Records excerpted from a collection
===

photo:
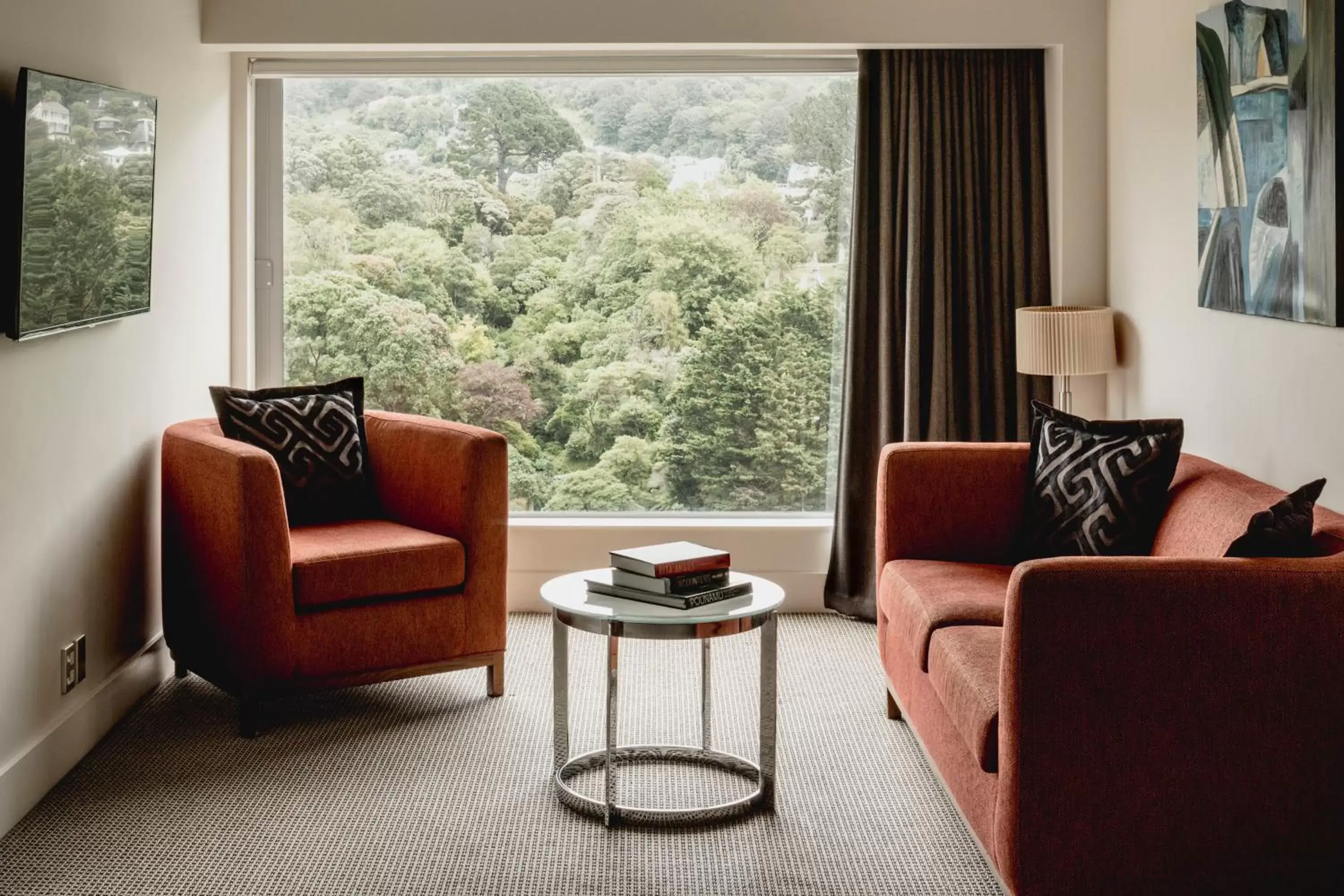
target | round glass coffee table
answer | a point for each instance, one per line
(615, 618)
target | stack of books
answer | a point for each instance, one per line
(679, 575)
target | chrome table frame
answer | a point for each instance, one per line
(612, 755)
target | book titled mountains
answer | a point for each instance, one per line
(668, 560)
(737, 586)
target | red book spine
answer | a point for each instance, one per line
(687, 567)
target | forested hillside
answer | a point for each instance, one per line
(638, 281)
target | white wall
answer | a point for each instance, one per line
(81, 413)
(1264, 397)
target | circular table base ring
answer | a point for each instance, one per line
(640, 816)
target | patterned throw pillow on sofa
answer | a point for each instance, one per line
(1097, 488)
(1285, 530)
(316, 435)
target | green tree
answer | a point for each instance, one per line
(383, 197)
(85, 240)
(338, 326)
(748, 420)
(515, 128)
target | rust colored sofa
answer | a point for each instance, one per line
(1160, 724)
(263, 610)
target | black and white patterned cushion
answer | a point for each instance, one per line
(316, 435)
(1097, 488)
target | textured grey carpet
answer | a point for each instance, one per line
(426, 786)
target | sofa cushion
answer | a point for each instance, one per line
(1284, 530)
(359, 559)
(964, 673)
(920, 597)
(1209, 509)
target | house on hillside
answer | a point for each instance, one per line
(689, 171)
(116, 156)
(405, 158)
(54, 116)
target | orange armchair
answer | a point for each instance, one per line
(263, 610)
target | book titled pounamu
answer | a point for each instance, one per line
(672, 585)
(738, 586)
(666, 560)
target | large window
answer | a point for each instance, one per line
(639, 281)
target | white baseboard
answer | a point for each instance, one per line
(38, 767)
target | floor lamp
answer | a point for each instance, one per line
(1057, 340)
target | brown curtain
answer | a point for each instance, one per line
(951, 237)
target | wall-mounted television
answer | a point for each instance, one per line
(84, 205)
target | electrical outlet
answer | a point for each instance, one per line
(69, 667)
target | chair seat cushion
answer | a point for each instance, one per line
(964, 673)
(362, 559)
(920, 597)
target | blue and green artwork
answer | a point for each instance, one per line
(1266, 99)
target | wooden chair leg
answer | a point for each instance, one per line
(495, 677)
(248, 716)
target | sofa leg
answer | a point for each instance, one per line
(893, 710)
(249, 716)
(495, 677)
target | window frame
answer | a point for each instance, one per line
(267, 77)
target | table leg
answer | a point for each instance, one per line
(561, 689)
(769, 707)
(705, 694)
(613, 641)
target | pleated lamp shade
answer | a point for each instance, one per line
(1057, 340)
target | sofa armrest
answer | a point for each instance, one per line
(951, 501)
(452, 480)
(226, 574)
(1171, 726)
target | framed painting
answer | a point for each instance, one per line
(1268, 95)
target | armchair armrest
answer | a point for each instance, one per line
(452, 480)
(951, 501)
(226, 575)
(1171, 724)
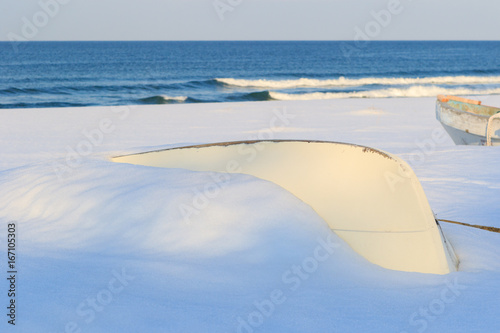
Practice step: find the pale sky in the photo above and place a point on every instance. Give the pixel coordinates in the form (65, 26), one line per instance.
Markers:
(249, 19)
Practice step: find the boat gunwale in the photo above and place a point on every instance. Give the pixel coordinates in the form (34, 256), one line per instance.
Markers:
(448, 106)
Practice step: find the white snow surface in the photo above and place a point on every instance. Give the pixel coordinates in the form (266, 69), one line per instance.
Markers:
(107, 247)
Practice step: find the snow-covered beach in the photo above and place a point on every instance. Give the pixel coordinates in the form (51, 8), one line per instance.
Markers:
(106, 247)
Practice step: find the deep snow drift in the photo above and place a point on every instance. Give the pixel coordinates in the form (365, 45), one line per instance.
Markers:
(106, 247)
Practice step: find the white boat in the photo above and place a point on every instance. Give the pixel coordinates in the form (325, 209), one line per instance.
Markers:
(468, 122)
(370, 198)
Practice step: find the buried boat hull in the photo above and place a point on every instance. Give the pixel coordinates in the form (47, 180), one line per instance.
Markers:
(466, 121)
(371, 199)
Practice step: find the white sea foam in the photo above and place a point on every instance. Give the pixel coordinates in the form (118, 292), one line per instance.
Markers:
(342, 81)
(415, 91)
(174, 98)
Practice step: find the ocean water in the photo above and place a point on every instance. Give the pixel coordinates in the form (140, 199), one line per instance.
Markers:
(61, 74)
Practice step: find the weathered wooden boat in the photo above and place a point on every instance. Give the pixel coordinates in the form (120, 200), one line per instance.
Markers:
(368, 197)
(468, 122)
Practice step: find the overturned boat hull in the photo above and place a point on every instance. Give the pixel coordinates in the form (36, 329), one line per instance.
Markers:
(466, 121)
(370, 198)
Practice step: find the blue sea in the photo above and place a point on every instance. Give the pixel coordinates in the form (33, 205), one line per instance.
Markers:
(63, 74)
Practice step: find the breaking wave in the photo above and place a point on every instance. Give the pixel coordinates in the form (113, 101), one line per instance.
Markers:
(414, 91)
(346, 82)
(163, 99)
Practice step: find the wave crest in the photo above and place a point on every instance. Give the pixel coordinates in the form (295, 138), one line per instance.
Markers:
(163, 99)
(415, 91)
(343, 82)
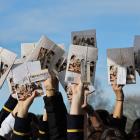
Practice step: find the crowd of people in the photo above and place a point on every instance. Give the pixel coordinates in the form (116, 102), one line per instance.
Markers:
(56, 123)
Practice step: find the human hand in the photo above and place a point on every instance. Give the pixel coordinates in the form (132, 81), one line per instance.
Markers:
(118, 92)
(51, 85)
(23, 105)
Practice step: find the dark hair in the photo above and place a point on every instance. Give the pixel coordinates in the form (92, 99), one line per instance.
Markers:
(72, 56)
(113, 134)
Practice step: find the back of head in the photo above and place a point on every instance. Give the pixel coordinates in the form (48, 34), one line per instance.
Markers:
(113, 134)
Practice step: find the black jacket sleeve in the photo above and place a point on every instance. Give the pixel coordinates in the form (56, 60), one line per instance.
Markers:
(43, 130)
(57, 117)
(7, 108)
(75, 127)
(21, 129)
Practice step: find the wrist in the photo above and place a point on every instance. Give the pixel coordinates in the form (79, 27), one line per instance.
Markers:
(50, 92)
(22, 113)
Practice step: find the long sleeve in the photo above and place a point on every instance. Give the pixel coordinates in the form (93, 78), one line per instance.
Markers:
(57, 120)
(7, 126)
(7, 108)
(75, 127)
(21, 129)
(43, 130)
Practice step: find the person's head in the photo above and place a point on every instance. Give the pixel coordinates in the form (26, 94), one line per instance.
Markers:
(113, 134)
(75, 40)
(5, 66)
(135, 131)
(72, 57)
(105, 116)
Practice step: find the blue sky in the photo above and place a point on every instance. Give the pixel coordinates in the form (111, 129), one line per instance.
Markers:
(116, 23)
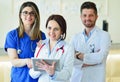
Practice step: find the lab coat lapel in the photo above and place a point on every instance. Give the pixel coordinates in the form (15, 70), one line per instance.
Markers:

===

Exercise:
Copy the lines of the listing above word for word, from the line containing "target | house on hillside" through the line containing "(1171, 724)", both included.

Expected output:
target | house on hillside
answer | a point for each instance, one per line
(689, 171)
(116, 156)
(405, 158)
(54, 116)
target | orange armchair
answer | a point for each instance, one per line
(263, 610)
target | book titled pounamu
answer | a point for each instance, one per line
(672, 585)
(738, 586)
(666, 560)
target | large window
answer | a point for each instance, one per line
(639, 281)
target | white baseboard
answer | a point for each instance, one per line
(38, 767)
target | floor lamp
answer | a point for each instance, one per line
(1057, 340)
target | brown curtain
answer | a point for each instance, one per line
(951, 237)
target | wall-mounted television
answer | a point for each instance, one per line
(84, 205)
target | electrical outlet
answer | a point for each instance, one per line
(69, 667)
target | chair seat cushion
answer | a point for each instance, one per line
(964, 673)
(362, 559)
(920, 597)
target | blue and green artwork
answer | a point for each instance, one per line
(1266, 99)
target | wooden chair leg
answer | a point for each instance, one per line
(495, 677)
(248, 716)
target | sofa leg
answer | a point for each instance, one per line
(893, 710)
(249, 716)
(495, 677)
target | window frame
answer | a point for each instance, one per line
(267, 77)
target | table leg
answer | a point for each instance, one per line
(561, 689)
(769, 707)
(705, 694)
(613, 641)
target | pleated lamp shade
answer | a point for each instance, one per line
(1057, 340)
target | sofa armrest
answer | a point for each instance, one per line
(951, 501)
(452, 480)
(226, 574)
(1171, 726)
target | framed painting
answer | a point for each instance, one per line
(1268, 95)
target | armchair armrest
answer | a point for each instance, one per line
(452, 480)
(951, 501)
(226, 575)
(1171, 724)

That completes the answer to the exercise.